━━ MATERIAL TO PROCESS
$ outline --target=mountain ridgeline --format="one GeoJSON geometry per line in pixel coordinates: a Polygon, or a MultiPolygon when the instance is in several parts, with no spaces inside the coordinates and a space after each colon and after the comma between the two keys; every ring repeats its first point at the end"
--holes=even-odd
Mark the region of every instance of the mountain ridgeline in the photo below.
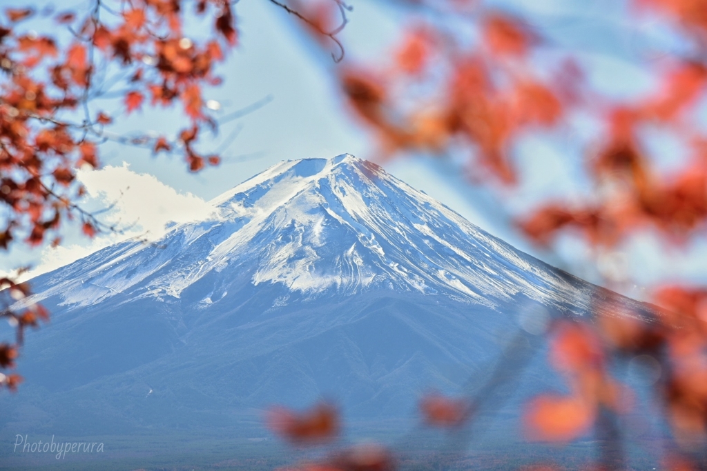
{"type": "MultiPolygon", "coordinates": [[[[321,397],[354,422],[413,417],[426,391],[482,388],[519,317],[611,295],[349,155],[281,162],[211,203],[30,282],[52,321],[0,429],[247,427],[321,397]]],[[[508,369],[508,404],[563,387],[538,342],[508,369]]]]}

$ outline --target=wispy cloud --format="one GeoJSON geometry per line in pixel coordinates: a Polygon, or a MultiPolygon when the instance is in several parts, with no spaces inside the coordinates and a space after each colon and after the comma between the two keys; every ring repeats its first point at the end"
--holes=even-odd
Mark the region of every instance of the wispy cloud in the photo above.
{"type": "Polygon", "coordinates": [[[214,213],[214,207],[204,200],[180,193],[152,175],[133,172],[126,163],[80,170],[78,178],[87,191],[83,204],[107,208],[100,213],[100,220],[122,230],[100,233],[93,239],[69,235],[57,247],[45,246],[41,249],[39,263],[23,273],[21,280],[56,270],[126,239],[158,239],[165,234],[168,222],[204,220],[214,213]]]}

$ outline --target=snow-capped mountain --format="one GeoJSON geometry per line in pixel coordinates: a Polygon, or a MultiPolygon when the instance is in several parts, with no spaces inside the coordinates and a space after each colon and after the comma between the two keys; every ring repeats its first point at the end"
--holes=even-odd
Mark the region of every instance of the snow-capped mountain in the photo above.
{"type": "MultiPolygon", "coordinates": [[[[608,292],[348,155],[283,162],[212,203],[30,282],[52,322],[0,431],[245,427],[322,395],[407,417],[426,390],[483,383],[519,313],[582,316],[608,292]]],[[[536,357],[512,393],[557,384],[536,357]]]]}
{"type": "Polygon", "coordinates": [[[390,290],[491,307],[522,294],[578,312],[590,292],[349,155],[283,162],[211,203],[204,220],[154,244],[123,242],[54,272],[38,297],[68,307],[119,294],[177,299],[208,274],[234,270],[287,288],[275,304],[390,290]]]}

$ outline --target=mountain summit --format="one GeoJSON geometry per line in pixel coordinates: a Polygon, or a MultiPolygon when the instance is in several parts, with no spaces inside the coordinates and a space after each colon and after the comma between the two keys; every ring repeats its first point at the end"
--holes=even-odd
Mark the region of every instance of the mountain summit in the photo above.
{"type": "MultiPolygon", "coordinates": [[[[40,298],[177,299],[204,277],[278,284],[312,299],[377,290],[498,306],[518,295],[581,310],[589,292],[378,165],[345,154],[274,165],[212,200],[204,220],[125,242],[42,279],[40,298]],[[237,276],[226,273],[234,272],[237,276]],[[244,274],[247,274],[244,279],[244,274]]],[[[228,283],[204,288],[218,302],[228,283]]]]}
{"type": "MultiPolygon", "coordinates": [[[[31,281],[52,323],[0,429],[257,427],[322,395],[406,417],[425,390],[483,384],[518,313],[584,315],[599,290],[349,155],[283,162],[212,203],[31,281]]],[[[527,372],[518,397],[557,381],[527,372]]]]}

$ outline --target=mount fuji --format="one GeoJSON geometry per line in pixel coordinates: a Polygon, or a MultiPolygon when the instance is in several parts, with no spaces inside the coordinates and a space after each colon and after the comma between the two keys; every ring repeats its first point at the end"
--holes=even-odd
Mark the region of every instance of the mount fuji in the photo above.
━━━━
▶ [PROBLEM]: Reproduce the lines of the listing above word for word, starting at the line containing "outline --target=mountain summit" and ending at the last line of the listing, with both ends included.

▶ [WRITTEN REPLY]:
$ outline --target=mountain summit --format="one GeoJSON geometry per line in pixel coordinates: a Polygon, or a MultiPolygon when the instance is in several parts, with no spaces inside the coordinates and a space after each colon and after the comma between the two keys; every ring repeats its first point at the end"
--holes=even-odd
Mark the region of every instance of the mountain summit in the photo above.
{"type": "MultiPolygon", "coordinates": [[[[40,298],[177,299],[204,277],[278,284],[312,299],[377,290],[498,306],[518,295],[581,310],[589,292],[378,165],[345,154],[274,165],[212,200],[204,220],[125,242],[42,279],[40,298]],[[237,276],[226,273],[234,272],[237,276]],[[244,274],[247,274],[244,279],[244,274]]],[[[228,283],[204,288],[218,302],[228,283]]]]}
{"type": "MultiPolygon", "coordinates": [[[[31,281],[52,323],[0,429],[257,427],[322,395],[406,417],[425,390],[483,384],[518,313],[584,315],[599,290],[349,155],[283,162],[212,203],[31,281]]],[[[527,372],[518,397],[557,381],[527,372]]]]}

$ outline --target=mount fuji --format="one GeoJSON geometry per line in pixel coordinates: a Polygon, or a MultiPolygon when the instance is in several parts, with no spaces inside the coordinates and a space after each colon and after the comma between the two keys; every ring repeats its first point at the end"
--holes=even-odd
Mark the region of every instance of the mount fuji in the photo above.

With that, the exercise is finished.